**GOAL OF THE EXERCISE**:
Convert every row below into a two-column CSV with the header input,output, writing one CSV line per row. Put the row's text in input and its answer in output, each as a single quoted field with line breaks replaced by spaces.
___ SUPPLIED DATA
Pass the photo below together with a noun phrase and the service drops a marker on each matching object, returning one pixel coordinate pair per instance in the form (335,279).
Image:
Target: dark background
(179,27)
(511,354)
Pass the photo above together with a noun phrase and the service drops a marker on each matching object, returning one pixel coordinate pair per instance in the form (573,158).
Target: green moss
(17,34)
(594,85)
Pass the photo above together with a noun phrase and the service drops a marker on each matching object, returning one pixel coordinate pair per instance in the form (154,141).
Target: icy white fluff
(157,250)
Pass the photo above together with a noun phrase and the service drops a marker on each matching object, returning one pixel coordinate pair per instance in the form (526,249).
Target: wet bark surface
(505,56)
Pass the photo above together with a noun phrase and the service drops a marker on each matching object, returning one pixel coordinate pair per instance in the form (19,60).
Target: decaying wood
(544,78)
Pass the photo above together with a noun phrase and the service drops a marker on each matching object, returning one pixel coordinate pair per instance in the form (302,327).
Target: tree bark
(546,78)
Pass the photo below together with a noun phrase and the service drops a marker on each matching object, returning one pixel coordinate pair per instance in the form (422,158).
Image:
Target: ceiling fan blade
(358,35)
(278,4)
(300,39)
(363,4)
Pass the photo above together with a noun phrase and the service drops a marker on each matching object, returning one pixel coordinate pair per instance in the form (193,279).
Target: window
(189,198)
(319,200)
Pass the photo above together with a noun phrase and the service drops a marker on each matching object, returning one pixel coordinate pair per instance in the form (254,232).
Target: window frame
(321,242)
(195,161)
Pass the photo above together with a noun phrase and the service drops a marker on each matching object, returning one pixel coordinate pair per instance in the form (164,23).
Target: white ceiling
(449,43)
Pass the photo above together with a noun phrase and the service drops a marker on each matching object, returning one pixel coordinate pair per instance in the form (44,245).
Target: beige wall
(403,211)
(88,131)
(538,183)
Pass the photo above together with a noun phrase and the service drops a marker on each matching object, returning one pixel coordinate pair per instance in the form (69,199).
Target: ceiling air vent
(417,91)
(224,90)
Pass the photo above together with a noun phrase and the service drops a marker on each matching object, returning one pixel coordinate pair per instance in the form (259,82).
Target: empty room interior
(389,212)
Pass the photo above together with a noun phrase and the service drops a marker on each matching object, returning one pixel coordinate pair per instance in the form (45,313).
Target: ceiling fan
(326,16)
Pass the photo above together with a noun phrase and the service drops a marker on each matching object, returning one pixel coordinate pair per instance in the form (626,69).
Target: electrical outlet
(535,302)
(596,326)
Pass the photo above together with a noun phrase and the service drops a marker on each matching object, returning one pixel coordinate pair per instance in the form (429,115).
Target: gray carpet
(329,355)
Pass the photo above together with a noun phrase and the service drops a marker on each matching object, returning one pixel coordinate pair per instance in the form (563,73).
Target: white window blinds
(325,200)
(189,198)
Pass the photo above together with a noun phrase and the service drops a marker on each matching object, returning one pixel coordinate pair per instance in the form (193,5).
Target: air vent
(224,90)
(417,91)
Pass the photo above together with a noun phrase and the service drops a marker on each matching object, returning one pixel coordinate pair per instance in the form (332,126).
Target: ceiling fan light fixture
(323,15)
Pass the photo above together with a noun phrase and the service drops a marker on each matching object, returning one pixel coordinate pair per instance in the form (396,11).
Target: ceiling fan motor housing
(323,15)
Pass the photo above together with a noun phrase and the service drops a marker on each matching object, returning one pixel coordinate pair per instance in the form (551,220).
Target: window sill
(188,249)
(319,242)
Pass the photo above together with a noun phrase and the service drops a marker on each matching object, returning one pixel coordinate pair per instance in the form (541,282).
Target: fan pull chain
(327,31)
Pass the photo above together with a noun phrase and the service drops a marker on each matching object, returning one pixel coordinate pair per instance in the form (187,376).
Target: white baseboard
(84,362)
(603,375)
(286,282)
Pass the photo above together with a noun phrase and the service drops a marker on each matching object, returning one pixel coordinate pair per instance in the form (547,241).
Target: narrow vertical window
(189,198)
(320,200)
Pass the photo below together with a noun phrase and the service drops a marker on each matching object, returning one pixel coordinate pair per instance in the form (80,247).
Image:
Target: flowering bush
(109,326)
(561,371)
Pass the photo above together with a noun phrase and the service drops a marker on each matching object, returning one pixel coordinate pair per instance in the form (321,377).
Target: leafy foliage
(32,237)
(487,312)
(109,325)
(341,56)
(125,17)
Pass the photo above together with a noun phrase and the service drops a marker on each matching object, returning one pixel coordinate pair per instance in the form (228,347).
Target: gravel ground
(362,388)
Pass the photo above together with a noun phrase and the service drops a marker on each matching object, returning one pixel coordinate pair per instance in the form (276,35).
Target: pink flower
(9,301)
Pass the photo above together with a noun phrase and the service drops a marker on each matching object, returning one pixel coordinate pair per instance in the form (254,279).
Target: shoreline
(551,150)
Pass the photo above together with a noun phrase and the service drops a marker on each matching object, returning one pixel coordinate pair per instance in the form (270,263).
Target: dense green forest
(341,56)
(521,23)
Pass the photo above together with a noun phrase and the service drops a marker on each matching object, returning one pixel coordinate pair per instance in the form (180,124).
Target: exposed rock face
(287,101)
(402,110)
______
**THE RESULT**:
input,output
"Pass the photo below together with a noun phrase and the service drops a marker on each matching object, returning one pixel coordinate pair per instance in the form (335,279). Image: Target: dark background","(179,27) (511,354)"
"Pass the photo above together with a noun phrase and the service drops a marker on each matching object, returning one pixel coordinate pair per instance in the form (573,158). Target: green moss","(17,34) (594,85)"
"Pass the photo above together with a noun phrase and the service drops a marker on each matching object, returning one pixel coordinate pair per instance in the form (154,141). Target: icy white fluff","(157,250)"
"Pass the photo above together with a noun phrase and the service drops a marker on each matching object, returning one pixel coordinate pair per instance in the form (526,249). Target: wet bark surface","(505,56)"
"Pass the photo above together with a noun phrase and the service drops a marker on each matching object, returning one pixel coordinate pair per instance in the form (19,60). Target: decaying wood","(544,78)"
"Pass the photo above together with a noun phrase and the service drops a marker on each matching object, returning one pixel coordinate pair per instance in the form (302,327). Target: tree bark","(546,78)"
"Pass the photo below together with a noun phrase and the service drops a marker on each matching object, returning one pixel coordinate pair per instance in the form (422,158). Image: Target: ceiling fan blade","(358,35) (278,4) (300,39) (363,4)"
"Pass the photo above together with a noun phrase and the service drops a marker on each matching object, returning one pixel coordinate pair per instance in the form (193,279). Target: window","(189,198) (319,200)"
"Pass the photo above together with a noun phrase and the service drops a marker on each matching object, returning one pixel coordinate pair per instance in the form (254,232). Target: window frame","(321,242) (195,161)"
"Pass the photo above together with a noun phrase and the service drops a marker on each matching object, returning one pixel coordinate pair per instance in the form (164,23). Target: white ceiling","(449,43)"
"Pass the photo above together with a noun phrase and the service drops a marker on each matching object, returning one pixel coordinate pair per instance in the form (44,245). Target: beige wall","(403,211) (88,131) (538,183)"
"Pass the photo above together with a noun phrase and the service drops a marker on each matching object, returning one pixel coordinate pair per instance in the form (69,199). Target: ceiling air vent","(417,91) (224,90)"
"Pass the photo above together with a noun phrase and the service drops a marker on each matching object, returning one pixel coordinate pair per instance in the form (259,82). Target: empty room interior","(389,212)"
"Pass the photo above together with a noun phrase and the service drops a marker on each matching object, returning one pixel coordinate pair per instance in the form (45,313). Target: ceiling fan","(326,16)"
"Pass the photo above together with a noun phrase and the service drops a marker on each matching object, returning one pixel coordinate pair per instance in the form (626,69). Target: electrical outlet","(535,302) (596,326)"
"Pass the photo above together with a noun phrase and the service drops a marker on each matching object, returning one pixel coordinate pair per instance in the form (429,115). Target: gray carpet","(329,355)"
"Pass the photo above together with a noun phrase and the service drops a marker on each matching object, returning one pixel coordinate pair per instance in the form (563,73). Target: white window blinds","(325,200) (189,198)"
"Pass the photo above together with a noun phrase and the service drops a marker on each matching object, returning one pixel coordinate pair per instance in the form (193,5). Target: air vent","(224,90) (417,91)"
"Pass the photo above together with a noun phrase and the service drops a marker on each matching object, returning one pixel coordinate pair per instance in the form (332,126). Target: ceiling fan light fixture","(323,15)"
"Pass the photo above together with a noun phrase and the service drops a marker on each matching object, returning one pixel coordinate pair per instance in the form (396,11). Target: ceiling fan motor housing","(323,15)"
"Pass the photo above together with a noun phrase and the service drops a marker on each matching object, returning one pixel coordinate pair per instance in the form (551,220). Target: window sill","(188,249) (319,242)"
"Pass the photo above together with a noun phrase and the service drops a marker on each matching object, returning one pixel coordinate pair per instance in the form (541,282). Target: fan pull chain","(327,31)"
"Pass the photo above together with a noun phrase and the service drops a marker on each matching object, returning one pixel coordinate pair per instance in the form (187,376). Target: white baseboard","(84,362) (603,375) (286,282)"
"Pass the photo above together with a noun phrase and the service drops a marker on each matching object, returning one pixel coordinate pair per instance in the form (547,241). Target: narrow vertical window","(189,198) (320,200)"
"Pass the photo below together with a noun phrase and the service drops a marker on each matching object, returning one pixel coordinate pair per instance in the form (80,247). Image: Target: flowering bush","(109,326) (561,371)"
"Pass the photo above together with a noun phrase and the service drops a marker on each matching object, returning one pixel coordinate pair per instance in the form (321,377). Target: leafy foliage","(32,237) (487,312) (109,325) (341,56) (125,17)"
"Pass the photo above together with a noun phrase and the service drops a marker on each matching object, returning one pixel coordinate pair per instance in the form (228,347). Target: gravel ground","(362,388)"
"Pass the photo above together with a noun phrase and the service drops a marker on each matching object, returning one pixel coordinate pair per instance in the form (276,35). Target: pink flower","(9,301)"
"Pass the photo above together with a noun phrase and the service drops a marker on each matching object, returning one pixel coordinate pair per instance in the form (254,279). Target: shoreline","(551,150)"
"Pass the photo above together with a noun phrase and the service drops a marker on each matching object, returning one pixel coordinate pair per instance in the form (270,263). Target: dense green forest","(341,56) (521,23)"
"Pass the photo above together with a noun phrase and the service drops a marker on each matching object, returning one pixel coordinate pair per instance in the form (180,124). Target: exposed rock face","(287,101) (402,110)"